**Что требуется:** Воспроизведите дословно фрагмент приведённого ниже текста о послании Кириллова Блоку: всё, начиная со слов «И вы, что нежностью» и вплоть до слов «Кириллова дополнительный интерес.».

**Цитируемый текст:**

* * *

96. Здесь не приходится вдаваться в тонкости влияний Блока по той простой причине, что критик оперирует исключающими друг друга понятиями, исходит из твердого убеждения: представители иных социальных слоев могут лишь «укачать» пролетарского поэта, между ними не должно быть ничего общего. И так настойчиво преследует П. Бессалько свои цели, что не только раннее творчество Кириллова называет «бесславной полосой», но и решительно осуждает стихотворное послание, посвященное автору «Двенадцати». А между тем это стихотворение весьма примечательно. Написанное как бы от лица непосредственных участников революционных событий, оно было обращено ко всем лучшим художникам прошлого, которые, как и Блок, мужественно стали «под знамена» борющегося народа:
Поэтам революции
Мы обнажили меч кровавый,
Чтоб гнет разрушить вековой,
И с верой светлой в жребий правый
Мы вышли на последний бой.
И в страшный час борьбы и муки,
В кровавом вихре грозных битв
Мы услыхали чудо-звуки
Благословляющих молитв.
И вы, что нежностью питали
Ожесточенные сердца,
Вы под знамена наши встали,
Чтоб вместе биться до конца.
О светлый час благословенный,
Велик наш огненный союз:
Союз меча борьбы священной
С певцами легковейных муз97.
Как отмечает В. Орлов, Блок бережно сохранил газетную вырезку с этими стихами98. Для него, конечно, был полон особого смысла сам факт приветствия «поэта-пролетария» (такая подпись стояла в первоначальной публикации), как и близки требование сделать «в страшный час борьбы» решительный выбор, мотив радостного единения всех сил, преданных революции. А то, что идея «союза» провозглашалась из лагеря Пролеткульта, придает стихотворению Кириллова дополнительный интерес.

* * *

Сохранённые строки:
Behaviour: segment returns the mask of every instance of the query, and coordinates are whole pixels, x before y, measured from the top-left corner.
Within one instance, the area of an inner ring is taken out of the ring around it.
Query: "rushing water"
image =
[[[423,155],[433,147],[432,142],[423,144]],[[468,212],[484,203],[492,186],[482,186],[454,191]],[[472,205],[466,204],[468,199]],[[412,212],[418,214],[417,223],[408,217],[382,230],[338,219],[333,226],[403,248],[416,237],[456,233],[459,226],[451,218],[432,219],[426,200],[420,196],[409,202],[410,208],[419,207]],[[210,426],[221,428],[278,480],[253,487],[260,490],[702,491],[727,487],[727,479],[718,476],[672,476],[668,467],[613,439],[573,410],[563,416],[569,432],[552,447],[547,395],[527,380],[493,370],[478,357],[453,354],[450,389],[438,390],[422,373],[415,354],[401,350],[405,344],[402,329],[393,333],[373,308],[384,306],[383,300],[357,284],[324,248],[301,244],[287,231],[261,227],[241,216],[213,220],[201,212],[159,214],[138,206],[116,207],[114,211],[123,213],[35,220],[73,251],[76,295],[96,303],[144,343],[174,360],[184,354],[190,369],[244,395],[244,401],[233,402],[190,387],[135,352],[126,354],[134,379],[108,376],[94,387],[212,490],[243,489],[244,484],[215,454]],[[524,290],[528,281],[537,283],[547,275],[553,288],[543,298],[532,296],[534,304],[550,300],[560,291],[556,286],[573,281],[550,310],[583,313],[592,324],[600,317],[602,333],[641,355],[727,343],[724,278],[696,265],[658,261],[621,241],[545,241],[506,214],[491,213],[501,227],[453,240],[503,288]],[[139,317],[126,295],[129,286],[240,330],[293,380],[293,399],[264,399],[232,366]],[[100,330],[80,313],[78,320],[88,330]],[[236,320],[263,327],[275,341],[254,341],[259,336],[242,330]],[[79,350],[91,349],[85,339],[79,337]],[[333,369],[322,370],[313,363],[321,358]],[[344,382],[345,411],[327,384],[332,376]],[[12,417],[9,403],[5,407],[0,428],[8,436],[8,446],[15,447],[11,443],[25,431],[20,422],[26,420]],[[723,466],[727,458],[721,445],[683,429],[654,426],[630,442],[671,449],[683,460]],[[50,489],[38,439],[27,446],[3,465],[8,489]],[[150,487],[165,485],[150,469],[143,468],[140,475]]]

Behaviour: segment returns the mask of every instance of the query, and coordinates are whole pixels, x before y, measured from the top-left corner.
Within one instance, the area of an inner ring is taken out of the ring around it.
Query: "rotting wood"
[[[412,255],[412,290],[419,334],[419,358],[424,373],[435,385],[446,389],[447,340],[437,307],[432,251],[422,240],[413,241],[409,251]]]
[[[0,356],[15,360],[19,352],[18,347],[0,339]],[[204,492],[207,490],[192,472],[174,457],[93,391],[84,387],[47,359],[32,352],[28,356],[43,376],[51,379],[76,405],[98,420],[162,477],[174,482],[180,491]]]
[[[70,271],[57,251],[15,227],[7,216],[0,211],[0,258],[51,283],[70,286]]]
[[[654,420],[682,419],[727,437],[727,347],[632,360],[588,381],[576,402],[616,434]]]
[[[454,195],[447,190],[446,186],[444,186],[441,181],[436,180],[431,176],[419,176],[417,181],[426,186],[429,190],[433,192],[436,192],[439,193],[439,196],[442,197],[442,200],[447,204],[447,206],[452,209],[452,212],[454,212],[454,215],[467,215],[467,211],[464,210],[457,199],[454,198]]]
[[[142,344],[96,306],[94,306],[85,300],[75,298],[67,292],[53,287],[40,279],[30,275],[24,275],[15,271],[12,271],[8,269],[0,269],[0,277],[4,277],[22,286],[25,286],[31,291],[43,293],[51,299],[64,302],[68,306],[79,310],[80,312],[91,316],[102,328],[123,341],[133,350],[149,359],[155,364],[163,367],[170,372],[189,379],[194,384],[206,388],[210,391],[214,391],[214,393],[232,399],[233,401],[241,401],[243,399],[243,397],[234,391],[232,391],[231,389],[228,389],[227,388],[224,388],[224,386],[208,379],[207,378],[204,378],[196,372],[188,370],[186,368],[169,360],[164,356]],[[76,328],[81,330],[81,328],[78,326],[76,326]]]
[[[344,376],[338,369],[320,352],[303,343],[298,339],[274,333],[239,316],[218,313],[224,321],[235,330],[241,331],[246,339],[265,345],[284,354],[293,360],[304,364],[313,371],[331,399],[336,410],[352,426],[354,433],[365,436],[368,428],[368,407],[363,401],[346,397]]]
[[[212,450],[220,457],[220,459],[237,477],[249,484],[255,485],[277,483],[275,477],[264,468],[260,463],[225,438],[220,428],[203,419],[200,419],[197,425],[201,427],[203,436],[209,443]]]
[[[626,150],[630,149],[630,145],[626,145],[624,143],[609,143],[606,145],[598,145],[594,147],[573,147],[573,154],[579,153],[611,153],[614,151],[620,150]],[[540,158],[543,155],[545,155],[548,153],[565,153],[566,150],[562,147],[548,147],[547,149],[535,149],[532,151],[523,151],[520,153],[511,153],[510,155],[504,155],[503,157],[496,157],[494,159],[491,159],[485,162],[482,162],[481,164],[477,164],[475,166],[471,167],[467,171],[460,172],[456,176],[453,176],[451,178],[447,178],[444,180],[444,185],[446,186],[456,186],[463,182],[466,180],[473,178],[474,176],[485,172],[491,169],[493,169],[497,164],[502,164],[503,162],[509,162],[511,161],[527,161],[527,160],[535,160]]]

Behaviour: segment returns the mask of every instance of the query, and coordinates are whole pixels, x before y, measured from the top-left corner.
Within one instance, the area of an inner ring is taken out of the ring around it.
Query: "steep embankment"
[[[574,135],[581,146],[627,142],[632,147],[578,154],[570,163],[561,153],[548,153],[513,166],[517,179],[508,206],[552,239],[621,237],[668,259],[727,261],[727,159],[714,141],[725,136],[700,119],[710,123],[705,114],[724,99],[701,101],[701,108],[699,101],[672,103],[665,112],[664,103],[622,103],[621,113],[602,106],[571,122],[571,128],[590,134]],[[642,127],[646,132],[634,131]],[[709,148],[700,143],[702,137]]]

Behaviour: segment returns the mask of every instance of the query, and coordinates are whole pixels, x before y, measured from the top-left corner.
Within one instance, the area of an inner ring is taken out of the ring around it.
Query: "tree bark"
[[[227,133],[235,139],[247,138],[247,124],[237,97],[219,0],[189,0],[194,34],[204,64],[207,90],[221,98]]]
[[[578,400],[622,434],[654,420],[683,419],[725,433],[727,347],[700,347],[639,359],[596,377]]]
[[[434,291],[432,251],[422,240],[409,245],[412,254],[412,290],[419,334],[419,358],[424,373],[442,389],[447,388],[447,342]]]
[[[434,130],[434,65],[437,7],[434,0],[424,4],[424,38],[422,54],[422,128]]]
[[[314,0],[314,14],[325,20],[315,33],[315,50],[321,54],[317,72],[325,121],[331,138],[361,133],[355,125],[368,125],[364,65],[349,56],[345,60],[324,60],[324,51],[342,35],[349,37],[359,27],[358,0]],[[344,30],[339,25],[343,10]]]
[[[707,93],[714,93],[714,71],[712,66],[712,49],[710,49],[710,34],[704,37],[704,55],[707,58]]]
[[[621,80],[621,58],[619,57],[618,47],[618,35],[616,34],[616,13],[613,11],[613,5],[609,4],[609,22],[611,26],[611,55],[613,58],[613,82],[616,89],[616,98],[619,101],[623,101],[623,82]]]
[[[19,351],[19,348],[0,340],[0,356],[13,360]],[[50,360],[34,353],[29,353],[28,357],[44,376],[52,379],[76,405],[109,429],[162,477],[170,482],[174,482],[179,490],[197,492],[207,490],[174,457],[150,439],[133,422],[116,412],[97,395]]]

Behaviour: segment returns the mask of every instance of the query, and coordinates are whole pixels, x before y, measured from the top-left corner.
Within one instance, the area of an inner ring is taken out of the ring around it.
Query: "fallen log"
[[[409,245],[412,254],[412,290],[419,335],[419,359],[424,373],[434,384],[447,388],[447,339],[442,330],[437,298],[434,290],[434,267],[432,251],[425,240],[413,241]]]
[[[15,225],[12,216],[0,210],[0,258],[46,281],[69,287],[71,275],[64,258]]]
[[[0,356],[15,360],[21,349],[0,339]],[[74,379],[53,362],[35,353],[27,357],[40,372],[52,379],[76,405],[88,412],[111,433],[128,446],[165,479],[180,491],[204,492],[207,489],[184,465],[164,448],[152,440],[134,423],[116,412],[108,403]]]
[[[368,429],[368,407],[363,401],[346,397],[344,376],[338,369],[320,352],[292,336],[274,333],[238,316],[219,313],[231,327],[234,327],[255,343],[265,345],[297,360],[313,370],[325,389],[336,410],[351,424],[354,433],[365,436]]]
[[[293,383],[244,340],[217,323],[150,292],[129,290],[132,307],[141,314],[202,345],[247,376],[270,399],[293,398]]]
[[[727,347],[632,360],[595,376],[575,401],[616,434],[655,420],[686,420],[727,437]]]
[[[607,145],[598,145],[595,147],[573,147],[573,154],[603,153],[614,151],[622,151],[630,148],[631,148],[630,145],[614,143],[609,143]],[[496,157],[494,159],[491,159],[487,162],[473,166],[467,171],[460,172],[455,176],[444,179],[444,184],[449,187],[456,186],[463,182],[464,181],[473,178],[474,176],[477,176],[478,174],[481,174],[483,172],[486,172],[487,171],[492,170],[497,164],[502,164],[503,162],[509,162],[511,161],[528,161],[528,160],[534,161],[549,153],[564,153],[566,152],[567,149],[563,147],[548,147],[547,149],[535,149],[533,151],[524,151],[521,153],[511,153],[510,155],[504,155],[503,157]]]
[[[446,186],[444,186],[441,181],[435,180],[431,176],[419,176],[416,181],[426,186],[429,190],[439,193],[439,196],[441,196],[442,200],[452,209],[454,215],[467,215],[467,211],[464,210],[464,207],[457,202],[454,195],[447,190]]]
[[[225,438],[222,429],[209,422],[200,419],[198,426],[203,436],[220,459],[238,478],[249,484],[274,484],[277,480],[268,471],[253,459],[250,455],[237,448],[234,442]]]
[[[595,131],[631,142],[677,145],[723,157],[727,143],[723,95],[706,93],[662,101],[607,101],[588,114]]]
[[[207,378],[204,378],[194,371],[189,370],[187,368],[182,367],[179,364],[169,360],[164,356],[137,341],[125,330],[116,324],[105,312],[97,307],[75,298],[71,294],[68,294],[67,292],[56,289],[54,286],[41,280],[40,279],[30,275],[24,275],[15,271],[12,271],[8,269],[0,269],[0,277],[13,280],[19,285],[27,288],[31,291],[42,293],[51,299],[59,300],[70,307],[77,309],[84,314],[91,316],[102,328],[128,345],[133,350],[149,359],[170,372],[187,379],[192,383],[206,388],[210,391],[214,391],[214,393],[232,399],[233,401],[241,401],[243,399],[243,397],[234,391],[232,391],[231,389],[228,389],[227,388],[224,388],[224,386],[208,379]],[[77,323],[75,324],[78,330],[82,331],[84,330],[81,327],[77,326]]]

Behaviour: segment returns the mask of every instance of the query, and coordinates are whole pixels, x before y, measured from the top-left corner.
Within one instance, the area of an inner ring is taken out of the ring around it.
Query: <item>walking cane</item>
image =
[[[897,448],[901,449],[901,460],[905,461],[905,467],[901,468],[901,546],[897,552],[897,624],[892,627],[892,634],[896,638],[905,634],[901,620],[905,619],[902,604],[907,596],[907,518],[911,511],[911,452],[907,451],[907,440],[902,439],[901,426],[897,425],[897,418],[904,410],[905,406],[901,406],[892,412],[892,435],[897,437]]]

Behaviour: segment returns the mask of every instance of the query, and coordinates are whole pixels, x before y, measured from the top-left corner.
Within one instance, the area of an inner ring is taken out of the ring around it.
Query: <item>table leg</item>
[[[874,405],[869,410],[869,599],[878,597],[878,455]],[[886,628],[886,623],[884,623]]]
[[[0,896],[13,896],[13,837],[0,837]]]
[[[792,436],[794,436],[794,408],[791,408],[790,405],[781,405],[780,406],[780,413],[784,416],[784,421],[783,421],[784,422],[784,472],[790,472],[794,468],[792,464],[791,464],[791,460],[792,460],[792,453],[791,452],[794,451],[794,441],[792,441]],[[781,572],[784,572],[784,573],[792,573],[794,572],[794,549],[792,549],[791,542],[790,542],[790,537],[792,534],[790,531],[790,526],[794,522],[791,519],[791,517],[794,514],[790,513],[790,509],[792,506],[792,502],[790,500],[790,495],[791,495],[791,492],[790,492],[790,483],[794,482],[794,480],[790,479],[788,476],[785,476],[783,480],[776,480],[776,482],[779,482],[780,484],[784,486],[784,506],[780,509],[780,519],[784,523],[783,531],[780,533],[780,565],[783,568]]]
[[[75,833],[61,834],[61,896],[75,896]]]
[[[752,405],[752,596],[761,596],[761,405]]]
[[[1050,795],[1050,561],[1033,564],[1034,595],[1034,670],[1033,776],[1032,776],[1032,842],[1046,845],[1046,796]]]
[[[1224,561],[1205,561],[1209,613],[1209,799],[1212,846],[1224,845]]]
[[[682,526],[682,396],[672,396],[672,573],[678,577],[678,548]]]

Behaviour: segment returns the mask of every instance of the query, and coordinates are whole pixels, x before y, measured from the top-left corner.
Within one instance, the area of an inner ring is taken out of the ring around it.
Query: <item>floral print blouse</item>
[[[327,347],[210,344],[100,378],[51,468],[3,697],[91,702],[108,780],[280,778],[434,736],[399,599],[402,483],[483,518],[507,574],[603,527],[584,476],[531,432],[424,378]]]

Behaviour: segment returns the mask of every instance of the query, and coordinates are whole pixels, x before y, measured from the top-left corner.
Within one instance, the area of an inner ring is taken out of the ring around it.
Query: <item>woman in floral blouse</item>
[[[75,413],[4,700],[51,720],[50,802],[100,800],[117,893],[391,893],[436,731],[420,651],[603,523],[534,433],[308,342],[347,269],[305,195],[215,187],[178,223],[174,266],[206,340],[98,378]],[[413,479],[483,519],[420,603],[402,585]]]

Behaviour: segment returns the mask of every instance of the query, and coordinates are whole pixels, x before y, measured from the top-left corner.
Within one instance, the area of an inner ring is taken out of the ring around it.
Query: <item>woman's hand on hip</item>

* * *

**Ответ на задание:**
И вы, что нежностью питали
Ожесточенные сердца,
Вы под знамена наши встали,
Чтоб вместе биться до конца.
О светлый час благословенный,
Велик наш огненный союз:
Союз меча борьбы священной
С певцами легковейных муз97.
Как отмечает В. Орлов, Блок бережно сохранил газетную вырезку с этими стихами98. Для него, конечно, был полон особого смысла сам факт приветствия «поэта-пролетария» (такая подпись стояла в первоначальной публикации), как и близки требование сделать «в страшный час борьбы» решительный выбор, мотив радостного единения всех сил, преданных революции. А то, что идея «союза» провозглашалась из лагеря Пролеткульта, придает стихотворению Кириллова дополнительный интерес.